TASK PROMPT ::
With every picture left out, restate the listing below exactly as written.

MATERIAL PROVIDED ::
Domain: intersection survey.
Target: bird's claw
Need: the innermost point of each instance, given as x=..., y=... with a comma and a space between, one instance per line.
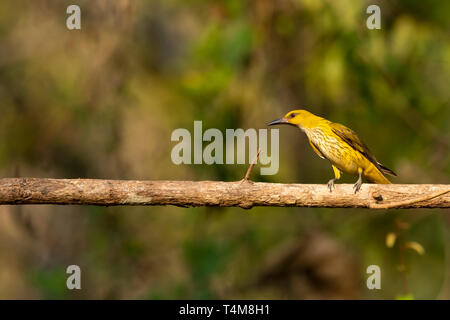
x=357, y=186
x=331, y=185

SOLUTION ::
Domain: intersection survey.
Target: bird's claw
Need: the innermost point of each instance, given as x=..., y=... with a comma and a space between, one instance per line.
x=357, y=186
x=331, y=185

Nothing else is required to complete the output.